### [PROBLEMS TO SOLVE]
A. Copy word for word the passage of the GPUDirect RDMA guide below that begins at the words "# Make persistent" and stops after "RDMA (kernel 5.12+)".
B. In the GPUDirect RDMA guide below, which file is the nvidia-peermem module name appended to so that it loads across reboots?

╭─ GIVEN PASSAGE

GPUDirect RDMA Setup and Verification on Kubernetes

💡 Quick Answer: GPUDirect RDMA allows the NIC to read/write GPU memory directly without CPU involvement, reducing latency by ~50% and increasing bandwidth by 30-50% for inter-node GPU communication. Enable with: modprobe nvidia-peermem, verify with cat /sys/module/nvidia_peermem/version, and confirm in NCCL logs by checking for /GDRDMA suffix on NET/IB channels.

The Problem

Inter-node GPU communication routes data GPU → CPU memory → NIC (two extra copies)
Without GDRDMA, NCCL falls back to host staging — wastes PCIe bandwidth and adds latency
Need to verify GPUDirect RDMA is actually active (not just configured)
nvidia-peermem module may not load automatically after driver install
DMA-BUF kernel support required but may be missing on older kernels

The Solution

Enable nvidia-peermem

# Load the nvidia-peermem kernel module
modprobe nvidia-peermem

# Verify loaded
lsmod | grep nvidia_peermem
# nvidia_peermem    16384  0

# Check version
cat /sys/module/nvidia_peermem/version
# 2.0

# Make persistent across reboots
echo "nvidia-peermem" >> /etc/modules-load.d/nvidia-peermem.conf

Verify DMA-BUF Support

# DMA-BUF is required for modern GPUDirect RDMA (kernel 5.12+)
# Check kernel support
grep CONFIG_DMA_SHARED_BUFFER /boot/config-$(uname -r)
# CONFIG_DMA_SHARED_BUFFER=y

# Verify NVIDIA driver exposes DMA-BUF per GPU
ls /sys/bus/pci/devices/0000:*/dma_buf_supported 2>/dev/null
# If exists, DMA-BUF is available

# In NCCL logs, look for:
# NCCL INFO DMA-BUF is available on GPU device 0
# NCCL INFO DMA-BUF is available on GPU device 1
# ... (must appear for EACH GPU)

╰─
╭─ DATASET SECTION

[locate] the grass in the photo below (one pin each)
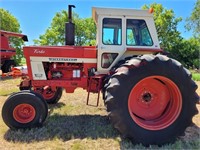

╰─

### [TASK-BY-TASK RESULTS]
A.
# Make persistent across reboots
echo "nvidia-peermem" >> /etc/modules-load.d/nvidia-peermem.conf

Verify DMA-BUF Support

# DMA-BUF is required for modern GPUDirect RDMA (kernel 5.12+)

B. /etc/modules-load.d/nvidia-peermem.conf